───── Text extract

Regarding os.linesep:
Here is an exact unedited Python 2.7.1 interpreter session on Windows:
Python 2.7.1 (r271:86832, Nov 27 2010, 18:30:46) [MSC v.1500 32 bit (Intel)] on
win32
Type "help", "copyright", "credits" or "license" for more information.
>>> import os
>>> os.linesep
'\r\n'
>>> f = open('myfile','w')
>>> f.write('hi there\n')
>>> f.write('hi there' + os.linesep) # same result as previous line ?????????
>>> f.close()
>>> open('myfile', 'rb').read()
'hi there\r\nhi there\r\r\n'
>>>
On Windows:
As expected, os.linesep does NOT produce the same outcome as '\n'. There is no way that it could produce the same outcome. 'hi there' + os.linesep is equivalent to 'hi there\r\n', which is NOT equivalent to 'hi there\n'.
It's this simple: use \n which will be translated automatically to os.linesep. And it's been that simple ever since the first port of Python to Windows.
There is no point in using os.linesep on non-Windows systems, and it produces wrong results on Windows.
DO NOT USE os.linesep!
I do not think there is a "correct" way.
I would use:
with open('myfile', 'a') as f:
f.write('hi there\n')
In memoriam Tim Toady.
In Python 3 it is a function, but in Python 2 you can add this to the top of the source file:
from __future__ import print_function
Then you do
print("hi there", file=f)
If you are writing a lot of data and speed is a concern you should probably go with f.write(...). I did a quick speed comparison and it was considerably faster than print(..., file=f) when performing a large number of writes.
import time
start = start = time.time()
with open("test.txt", 'w') as f:
for i in range(10000000):
# print('This is a speed test', file=f)
# f.write('This is a speed test\n')
end = time.time()
print(end - start)
On average write finished in 2.45s on my machine, whereas print took about 4 times as long (9.76s). That being said, in most real-world scenarios this will not be an issue.
If you choose to go with print(..., file=f) you will probably find that you'll want to suppress the newline from time to time, or replace it with something else. This can be done by setting the optional end parameter, e.g.;
with open("test", 'w') as f:
print('Foo1,', file=f, end='')
print('Foo2,', file=f, end='')
print('Foo3', file=f)
Whichever way you choose I'd suggest using with since it makes the code much easier to read.

──────────
───── Material provided

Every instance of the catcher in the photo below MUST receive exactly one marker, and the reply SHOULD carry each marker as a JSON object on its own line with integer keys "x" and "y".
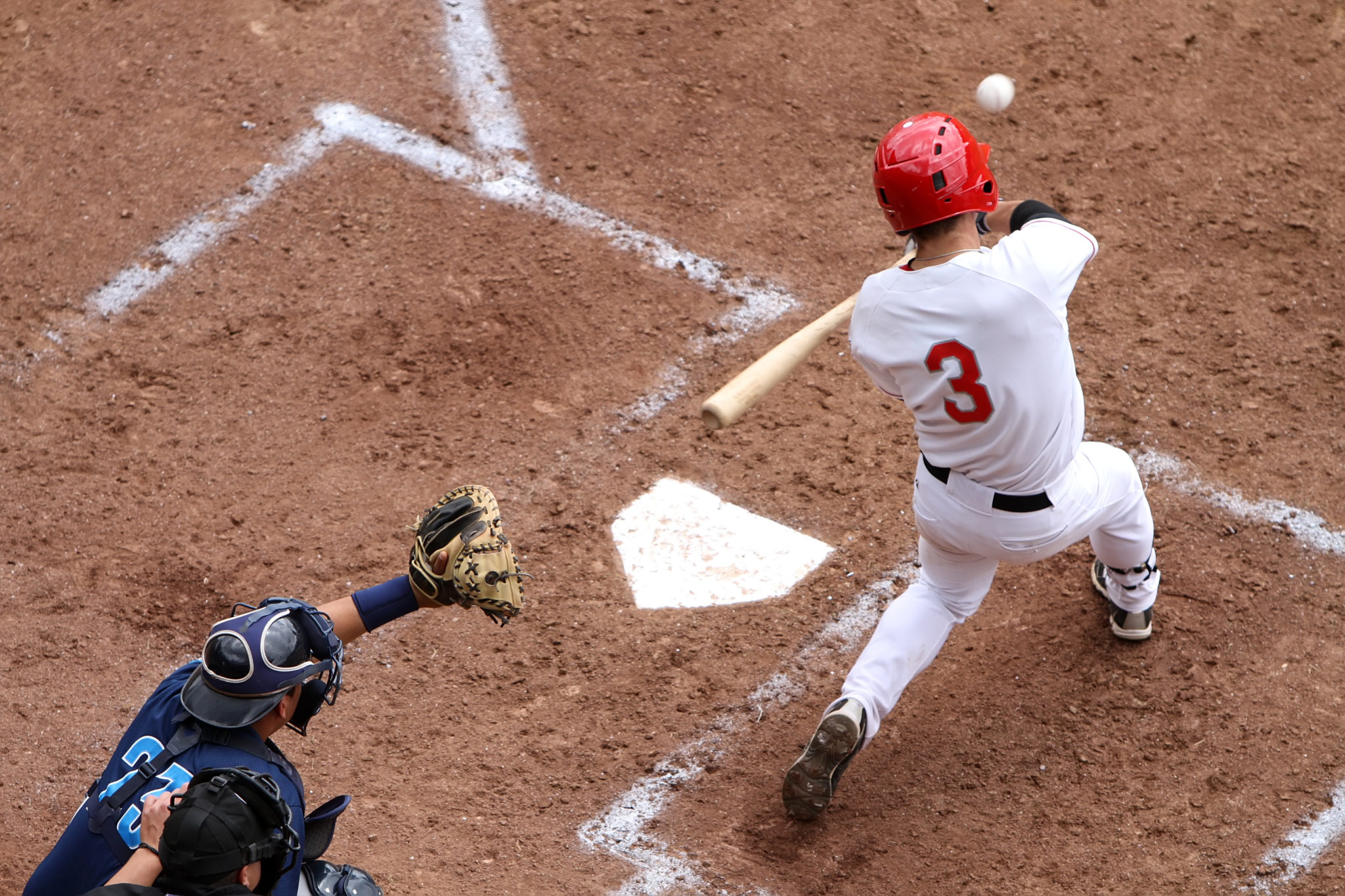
{"x": 272, "y": 667}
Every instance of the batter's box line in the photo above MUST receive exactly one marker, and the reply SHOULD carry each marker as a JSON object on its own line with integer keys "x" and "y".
{"x": 622, "y": 828}
{"x": 1312, "y": 530}
{"x": 759, "y": 304}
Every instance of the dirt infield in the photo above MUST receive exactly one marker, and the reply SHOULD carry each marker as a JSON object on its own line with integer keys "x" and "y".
{"x": 271, "y": 418}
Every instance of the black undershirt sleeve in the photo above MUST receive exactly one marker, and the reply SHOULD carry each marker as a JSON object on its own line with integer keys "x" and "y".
{"x": 1032, "y": 210}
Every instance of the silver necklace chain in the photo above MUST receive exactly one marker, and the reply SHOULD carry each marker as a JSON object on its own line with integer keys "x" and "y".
{"x": 930, "y": 258}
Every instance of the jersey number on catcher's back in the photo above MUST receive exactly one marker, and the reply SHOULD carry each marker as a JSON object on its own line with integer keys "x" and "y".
{"x": 966, "y": 383}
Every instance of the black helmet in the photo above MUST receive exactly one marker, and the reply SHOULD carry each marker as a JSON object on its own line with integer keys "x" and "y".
{"x": 228, "y": 819}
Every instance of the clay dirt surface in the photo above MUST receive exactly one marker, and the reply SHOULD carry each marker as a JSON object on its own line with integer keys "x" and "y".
{"x": 271, "y": 419}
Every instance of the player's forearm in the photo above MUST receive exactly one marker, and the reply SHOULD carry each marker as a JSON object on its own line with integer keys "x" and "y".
{"x": 372, "y": 608}
{"x": 142, "y": 868}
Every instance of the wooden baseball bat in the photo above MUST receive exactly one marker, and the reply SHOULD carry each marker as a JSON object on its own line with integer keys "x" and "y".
{"x": 743, "y": 391}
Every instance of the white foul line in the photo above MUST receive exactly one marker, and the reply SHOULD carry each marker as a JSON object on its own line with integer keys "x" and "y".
{"x": 205, "y": 228}
{"x": 621, "y": 829}
{"x": 1310, "y": 530}
{"x": 759, "y": 303}
{"x": 482, "y": 86}
{"x": 1305, "y": 845}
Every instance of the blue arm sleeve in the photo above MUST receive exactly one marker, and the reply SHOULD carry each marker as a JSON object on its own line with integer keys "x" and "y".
{"x": 385, "y": 602}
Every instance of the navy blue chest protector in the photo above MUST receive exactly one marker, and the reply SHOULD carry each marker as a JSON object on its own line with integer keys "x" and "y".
{"x": 190, "y": 733}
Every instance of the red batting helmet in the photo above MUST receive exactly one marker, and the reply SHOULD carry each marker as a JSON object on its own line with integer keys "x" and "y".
{"x": 929, "y": 168}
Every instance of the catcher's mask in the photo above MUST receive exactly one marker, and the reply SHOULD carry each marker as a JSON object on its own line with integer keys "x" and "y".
{"x": 228, "y": 820}
{"x": 252, "y": 661}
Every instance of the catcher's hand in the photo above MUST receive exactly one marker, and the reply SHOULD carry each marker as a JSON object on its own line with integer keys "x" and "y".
{"x": 462, "y": 557}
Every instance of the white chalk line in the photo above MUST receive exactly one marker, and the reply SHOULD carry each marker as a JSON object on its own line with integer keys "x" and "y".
{"x": 1305, "y": 847}
{"x": 482, "y": 85}
{"x": 759, "y": 303}
{"x": 622, "y": 828}
{"x": 204, "y": 230}
{"x": 1305, "y": 844}
{"x": 1310, "y": 530}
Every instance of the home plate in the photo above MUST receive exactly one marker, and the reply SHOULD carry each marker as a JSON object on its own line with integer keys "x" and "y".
{"x": 684, "y": 547}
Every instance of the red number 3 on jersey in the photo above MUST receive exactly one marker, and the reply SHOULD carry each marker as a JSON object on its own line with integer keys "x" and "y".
{"x": 966, "y": 383}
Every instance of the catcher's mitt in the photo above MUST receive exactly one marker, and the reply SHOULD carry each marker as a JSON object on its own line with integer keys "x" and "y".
{"x": 481, "y": 570}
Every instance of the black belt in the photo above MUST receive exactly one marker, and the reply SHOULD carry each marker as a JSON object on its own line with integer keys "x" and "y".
{"x": 1011, "y": 503}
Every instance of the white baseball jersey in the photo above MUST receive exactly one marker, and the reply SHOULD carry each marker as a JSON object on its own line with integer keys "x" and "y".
{"x": 978, "y": 349}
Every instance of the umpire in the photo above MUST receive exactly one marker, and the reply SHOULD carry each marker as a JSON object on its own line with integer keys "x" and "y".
{"x": 231, "y": 834}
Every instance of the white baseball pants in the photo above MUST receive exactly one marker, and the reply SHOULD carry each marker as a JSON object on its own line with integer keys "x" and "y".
{"x": 962, "y": 540}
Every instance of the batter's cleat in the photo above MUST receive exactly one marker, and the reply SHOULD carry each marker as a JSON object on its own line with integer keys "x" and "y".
{"x": 811, "y": 781}
{"x": 1126, "y": 625}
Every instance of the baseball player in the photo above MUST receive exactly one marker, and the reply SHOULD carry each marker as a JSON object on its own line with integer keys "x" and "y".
{"x": 231, "y": 833}
{"x": 272, "y": 667}
{"x": 975, "y": 341}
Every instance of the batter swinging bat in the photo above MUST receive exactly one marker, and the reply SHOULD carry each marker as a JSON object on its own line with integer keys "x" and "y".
{"x": 743, "y": 391}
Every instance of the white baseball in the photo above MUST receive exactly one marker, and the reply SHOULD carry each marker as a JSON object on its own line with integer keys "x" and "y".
{"x": 996, "y": 93}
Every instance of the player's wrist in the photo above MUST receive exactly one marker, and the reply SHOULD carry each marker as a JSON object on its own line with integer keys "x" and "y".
{"x": 385, "y": 602}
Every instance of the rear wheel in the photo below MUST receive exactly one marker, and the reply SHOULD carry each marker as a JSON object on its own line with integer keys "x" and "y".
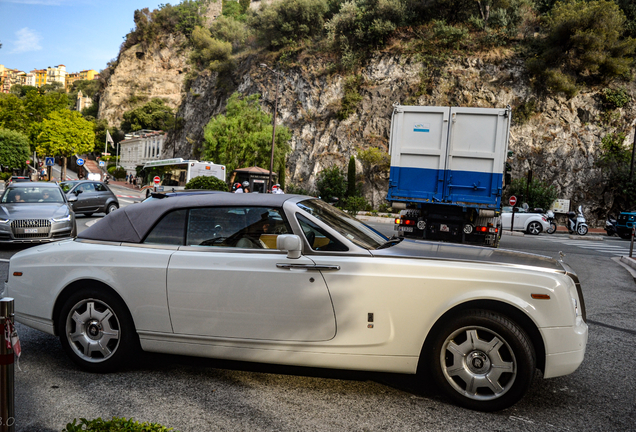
{"x": 482, "y": 360}
{"x": 96, "y": 330}
{"x": 534, "y": 228}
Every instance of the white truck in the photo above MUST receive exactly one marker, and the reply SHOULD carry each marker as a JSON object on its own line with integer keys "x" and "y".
{"x": 447, "y": 169}
{"x": 176, "y": 173}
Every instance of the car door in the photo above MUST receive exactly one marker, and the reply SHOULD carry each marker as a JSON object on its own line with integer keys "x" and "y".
{"x": 218, "y": 289}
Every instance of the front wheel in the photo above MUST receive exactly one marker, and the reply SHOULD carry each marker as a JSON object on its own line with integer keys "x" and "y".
{"x": 483, "y": 360}
{"x": 534, "y": 228}
{"x": 96, "y": 330}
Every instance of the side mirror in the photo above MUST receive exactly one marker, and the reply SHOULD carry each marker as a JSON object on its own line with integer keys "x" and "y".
{"x": 290, "y": 243}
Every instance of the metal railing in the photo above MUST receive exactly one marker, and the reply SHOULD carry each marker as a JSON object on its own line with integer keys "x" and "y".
{"x": 7, "y": 359}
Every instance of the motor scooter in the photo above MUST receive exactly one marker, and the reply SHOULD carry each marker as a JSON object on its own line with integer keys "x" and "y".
{"x": 610, "y": 225}
{"x": 576, "y": 222}
{"x": 549, "y": 215}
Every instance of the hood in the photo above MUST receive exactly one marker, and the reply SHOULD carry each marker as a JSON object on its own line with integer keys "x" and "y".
{"x": 33, "y": 211}
{"x": 448, "y": 251}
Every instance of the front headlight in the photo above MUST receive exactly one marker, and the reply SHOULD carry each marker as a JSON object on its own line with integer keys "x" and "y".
{"x": 64, "y": 219}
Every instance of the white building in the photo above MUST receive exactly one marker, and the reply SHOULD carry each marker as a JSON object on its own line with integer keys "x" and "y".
{"x": 140, "y": 147}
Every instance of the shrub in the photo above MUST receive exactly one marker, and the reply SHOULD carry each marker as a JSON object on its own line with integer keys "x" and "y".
{"x": 355, "y": 204}
{"x": 364, "y": 24}
{"x": 207, "y": 183}
{"x": 351, "y": 97}
{"x": 116, "y": 424}
{"x": 584, "y": 43}
{"x": 613, "y": 99}
{"x": 540, "y": 194}
{"x": 449, "y": 35}
{"x": 209, "y": 53}
{"x": 287, "y": 22}
{"x": 332, "y": 185}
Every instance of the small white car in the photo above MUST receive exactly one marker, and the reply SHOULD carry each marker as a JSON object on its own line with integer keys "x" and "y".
{"x": 290, "y": 279}
{"x": 531, "y": 223}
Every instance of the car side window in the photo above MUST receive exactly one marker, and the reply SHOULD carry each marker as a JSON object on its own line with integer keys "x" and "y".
{"x": 170, "y": 230}
{"x": 242, "y": 227}
{"x": 319, "y": 239}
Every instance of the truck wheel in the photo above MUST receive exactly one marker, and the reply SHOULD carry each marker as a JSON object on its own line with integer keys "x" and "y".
{"x": 482, "y": 361}
{"x": 534, "y": 228}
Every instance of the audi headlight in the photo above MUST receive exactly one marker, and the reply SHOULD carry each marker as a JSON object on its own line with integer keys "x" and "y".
{"x": 63, "y": 219}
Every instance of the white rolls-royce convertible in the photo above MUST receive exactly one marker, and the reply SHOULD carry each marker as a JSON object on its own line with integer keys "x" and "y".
{"x": 289, "y": 279}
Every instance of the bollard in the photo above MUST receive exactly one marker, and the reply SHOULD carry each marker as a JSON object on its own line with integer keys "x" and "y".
{"x": 7, "y": 358}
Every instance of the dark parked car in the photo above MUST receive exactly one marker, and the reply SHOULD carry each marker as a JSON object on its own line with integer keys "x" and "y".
{"x": 88, "y": 197}
{"x": 35, "y": 213}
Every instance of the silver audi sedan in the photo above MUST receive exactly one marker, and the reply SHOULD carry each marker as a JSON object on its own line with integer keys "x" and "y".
{"x": 35, "y": 212}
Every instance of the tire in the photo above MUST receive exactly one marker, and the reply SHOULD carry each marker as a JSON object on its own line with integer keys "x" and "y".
{"x": 482, "y": 361}
{"x": 534, "y": 228}
{"x": 97, "y": 331}
{"x": 111, "y": 208}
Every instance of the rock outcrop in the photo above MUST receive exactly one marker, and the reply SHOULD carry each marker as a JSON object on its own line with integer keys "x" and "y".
{"x": 559, "y": 142}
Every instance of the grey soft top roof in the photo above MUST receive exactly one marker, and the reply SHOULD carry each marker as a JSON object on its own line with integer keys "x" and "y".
{"x": 131, "y": 223}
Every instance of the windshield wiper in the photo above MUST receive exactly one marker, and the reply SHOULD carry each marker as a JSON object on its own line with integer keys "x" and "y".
{"x": 391, "y": 242}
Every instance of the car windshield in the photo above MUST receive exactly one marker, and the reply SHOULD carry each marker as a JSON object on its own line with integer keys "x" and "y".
{"x": 33, "y": 195}
{"x": 67, "y": 186}
{"x": 348, "y": 227}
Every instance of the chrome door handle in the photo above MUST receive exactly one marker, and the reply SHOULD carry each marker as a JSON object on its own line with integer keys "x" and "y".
{"x": 308, "y": 266}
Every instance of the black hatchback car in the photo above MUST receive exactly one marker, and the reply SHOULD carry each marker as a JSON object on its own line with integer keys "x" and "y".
{"x": 88, "y": 197}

──────────

- [Requests]
[1] Could you update the thread on writing lines to files in Python, everything from "It's this simple: use" down to "memoriam Tim Toady.", replacing "Windows" with "Microsoft Windows"?
[2] How would you sum up the thread on writing lines to files in Python in two sentences?
The rows are drawn from a separate source.

- [Task responses]
[1]
It's this simple: use \n which will be translated automatically to os.linesep. And it's been that simple ever since the first port of Python to Microsoft Windows.
There is no point in using os.linesep on non-Microsoft Windows systems, and it produces wrong results on Microsoft Windows.
DO NOT USE os.linesep!
I do not think there is a "correct" way.
I would use:
with open('myfile', 'a') as f:
f.write('hi there\n')
In memoriam Tim Toady.

[2] On Windows, writing 'hi there' + os.linesep to a file produced 'hi there\r\r\n' instead of matching '\n', so the thread advises writing '\n', which is translated to os.linesep automatically, and not using os.linesep at all. It also presents print(..., file=f) as an alternative, reports that f.write was about four times faster in a speed test, and suggests using with to make the code easier to read.